But she knew that he was also special. Levi had five siblings and a very strong sense of family. He was close to his stepdad, Chris.
His little brother and sister adored him. And at bedtime, apparently, and this is heartbreaking, they still say goodnight to the stars. And they try and figure out which one is Levi.
And Levi absolutely loved his mum. There's a home video of him speaking and this is on the Met. And it is heartbreaking.
You can also see it on YouTube. There's a home video of him speaking to the camera. It was for a competition.
I think it was like Parent of the Year or something. Okay. And you had to do a video explaining why your parent was Parent of the Year.
And he'd done one for his mum. And it's just him in his bedroom. And he says, quote, I'm Levi and I'm a third child.
And I think my mum should be Mother of the Year because she's always had my back. She's always been with me through hard times. She's been with me every step of the way throughout the whole of my life.
There is absolutely zero bravado in the clip. There's no performance. He is just telling the world that he loves his mum.
And it's incredibly heartwarming and also heartbreaking. So on Saturday, the 10th of April 2021, Levi left his home in Sydenham in the early evening. He'd asked his mum for a tenner to go to the shops.
And the plan was to meet a friend. And then they were going to possibly head to another friend's house. And then he was going to be home after that.
He was only going a short distance, just a few minutes from his front door. And he hadn't taken his crutch that day, which apparently wasn't particularly unusual because he would only use it when he really had to. He wasn't going far.
Exactly. Now, earlier that same day, and this is where it gets a little bit complicated. So bear with me.
Earlier the same day, a group of Levi's acquaintances and other local boys who Levi knew and was friends with, but Levi wasn't involved in this. So he knew the people who were, but he wasn't there. These acquaintances and other local boys had gone to the home of a teenager that they had some conflict with.
And I'm going to get into what that conflict was in a bit. They knocked on the door of this boy's house multiple times trying to confront him. And apparently they were quite aggressive.
They were quite intimidating, but they weren't violent. They weren't trying to break in. None of them had any weapons.
They were just hammering on the door, basically. Still aggressive. And it is still a bit intimidating.
Yeah, but not, exactly, not violent. The teenager who lived there, his mum was home. The teenager wasn't at the time.
And she saw this, and to be fair to her, rightly so, she was frustrated by what was going on and she saw it as harassment. And so she made a phone call to the police and she made a statement to the police operator that was, quote, if they come back, I'm going to batter them. The police obviously said that they would be like, don't do that.
And let us know if they come back. Because I think by this point they had left. They said, let us know if they come back.
And if they do, we'll come round. But she decided that she wasn't going to wait for them. And instead, she called her son.
And we'll get into who her son is in a minute. So Levi had known people on both sides of the dispute since childhood. They'd grown up in the same area.
He'd attended the same school as some of them. But he was not involved in the confrontation. So he wasn't there doing anything.
He was completely independent to it. He just happened to know the people who were involved. At approximately 7.20pm, Levi and another friend, who I don't have the info for, but they were walking along Sydenham Road near the junction with Hazel Grove.

● Task: Transcribe the passage about Levi from "His little brother" to "it is heartbreaking.", matching every word and punctuation mark.

● Dataset entries:

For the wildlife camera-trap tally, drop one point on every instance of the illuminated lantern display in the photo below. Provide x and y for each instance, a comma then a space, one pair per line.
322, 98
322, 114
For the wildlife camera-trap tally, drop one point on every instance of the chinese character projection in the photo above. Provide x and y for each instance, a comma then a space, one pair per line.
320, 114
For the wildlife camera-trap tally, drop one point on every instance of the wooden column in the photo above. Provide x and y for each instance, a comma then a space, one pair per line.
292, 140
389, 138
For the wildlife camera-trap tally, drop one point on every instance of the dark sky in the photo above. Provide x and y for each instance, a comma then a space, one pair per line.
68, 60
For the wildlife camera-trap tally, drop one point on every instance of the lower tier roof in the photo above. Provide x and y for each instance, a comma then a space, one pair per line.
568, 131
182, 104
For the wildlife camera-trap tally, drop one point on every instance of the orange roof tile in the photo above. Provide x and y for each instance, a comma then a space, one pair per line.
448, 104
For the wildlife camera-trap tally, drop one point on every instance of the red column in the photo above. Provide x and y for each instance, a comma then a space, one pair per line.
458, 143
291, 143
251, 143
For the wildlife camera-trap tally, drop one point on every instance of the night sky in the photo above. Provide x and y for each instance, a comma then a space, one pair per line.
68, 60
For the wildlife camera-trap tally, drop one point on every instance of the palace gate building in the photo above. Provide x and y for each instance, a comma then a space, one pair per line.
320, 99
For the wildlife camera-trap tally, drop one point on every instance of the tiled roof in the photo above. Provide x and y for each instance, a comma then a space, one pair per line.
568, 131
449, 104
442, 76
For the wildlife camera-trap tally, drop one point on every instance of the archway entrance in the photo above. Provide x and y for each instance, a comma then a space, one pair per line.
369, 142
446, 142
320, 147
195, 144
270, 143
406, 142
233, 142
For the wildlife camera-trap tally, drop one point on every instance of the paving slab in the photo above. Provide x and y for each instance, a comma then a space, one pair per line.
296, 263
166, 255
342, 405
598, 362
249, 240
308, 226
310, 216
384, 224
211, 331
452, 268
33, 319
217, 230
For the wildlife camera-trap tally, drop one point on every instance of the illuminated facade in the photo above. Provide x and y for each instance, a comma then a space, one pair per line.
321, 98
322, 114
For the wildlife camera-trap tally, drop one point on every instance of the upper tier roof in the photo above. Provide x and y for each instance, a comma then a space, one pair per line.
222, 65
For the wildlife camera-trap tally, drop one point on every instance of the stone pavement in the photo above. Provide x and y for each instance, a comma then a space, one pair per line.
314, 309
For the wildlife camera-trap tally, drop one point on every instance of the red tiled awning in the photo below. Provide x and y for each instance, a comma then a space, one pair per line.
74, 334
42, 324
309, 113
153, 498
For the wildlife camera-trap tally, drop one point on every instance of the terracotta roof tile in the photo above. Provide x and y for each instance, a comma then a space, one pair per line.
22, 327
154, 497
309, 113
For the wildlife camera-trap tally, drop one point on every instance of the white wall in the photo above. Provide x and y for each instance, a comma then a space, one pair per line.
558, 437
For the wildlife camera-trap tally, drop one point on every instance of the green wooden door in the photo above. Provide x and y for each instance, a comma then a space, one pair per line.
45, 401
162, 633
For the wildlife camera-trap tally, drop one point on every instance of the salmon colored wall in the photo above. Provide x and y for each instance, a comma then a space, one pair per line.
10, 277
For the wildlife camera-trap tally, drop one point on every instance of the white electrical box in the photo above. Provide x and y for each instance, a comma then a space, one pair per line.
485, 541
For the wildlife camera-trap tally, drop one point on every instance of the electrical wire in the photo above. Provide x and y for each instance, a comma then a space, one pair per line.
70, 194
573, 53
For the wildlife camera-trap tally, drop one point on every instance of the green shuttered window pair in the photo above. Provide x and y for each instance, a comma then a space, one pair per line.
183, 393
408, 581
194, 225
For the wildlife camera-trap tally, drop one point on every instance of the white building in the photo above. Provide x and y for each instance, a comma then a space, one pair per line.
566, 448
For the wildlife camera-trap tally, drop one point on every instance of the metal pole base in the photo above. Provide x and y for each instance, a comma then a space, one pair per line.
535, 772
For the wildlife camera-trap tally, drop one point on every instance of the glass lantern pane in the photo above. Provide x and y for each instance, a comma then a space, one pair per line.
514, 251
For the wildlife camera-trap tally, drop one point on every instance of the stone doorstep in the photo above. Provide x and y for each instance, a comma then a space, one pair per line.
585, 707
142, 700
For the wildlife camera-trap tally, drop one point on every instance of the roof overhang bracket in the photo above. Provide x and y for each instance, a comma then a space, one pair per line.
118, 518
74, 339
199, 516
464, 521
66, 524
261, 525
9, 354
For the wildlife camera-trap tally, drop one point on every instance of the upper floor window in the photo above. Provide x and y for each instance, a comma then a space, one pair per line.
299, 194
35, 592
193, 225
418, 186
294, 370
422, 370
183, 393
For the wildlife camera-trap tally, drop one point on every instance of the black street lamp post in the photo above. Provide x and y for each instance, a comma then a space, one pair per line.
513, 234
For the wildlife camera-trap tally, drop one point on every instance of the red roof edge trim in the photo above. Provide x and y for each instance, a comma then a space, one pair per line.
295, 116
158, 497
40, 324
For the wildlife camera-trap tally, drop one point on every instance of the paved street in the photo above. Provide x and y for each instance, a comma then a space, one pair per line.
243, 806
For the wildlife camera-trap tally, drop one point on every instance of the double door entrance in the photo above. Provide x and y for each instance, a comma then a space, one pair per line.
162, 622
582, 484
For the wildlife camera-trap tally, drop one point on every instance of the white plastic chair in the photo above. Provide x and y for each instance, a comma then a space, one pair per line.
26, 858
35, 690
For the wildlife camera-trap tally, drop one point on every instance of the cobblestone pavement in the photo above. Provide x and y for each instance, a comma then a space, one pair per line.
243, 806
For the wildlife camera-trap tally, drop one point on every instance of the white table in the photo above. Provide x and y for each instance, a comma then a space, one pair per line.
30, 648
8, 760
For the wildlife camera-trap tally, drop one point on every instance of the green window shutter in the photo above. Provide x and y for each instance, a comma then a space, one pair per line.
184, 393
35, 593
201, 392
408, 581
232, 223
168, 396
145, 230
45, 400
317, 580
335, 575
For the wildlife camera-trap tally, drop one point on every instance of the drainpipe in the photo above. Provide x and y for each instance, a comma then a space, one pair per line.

● Answer to this task:
His little brother and sister adored him. And at bedtime, apparently, and this is heartbreaking, they still say goodnight to the stars. And they try and figure out which one is Levi.
And Levi absolutely loved his mum. There's a home video of him speaking and this is on the Met. And it is heartbreaking.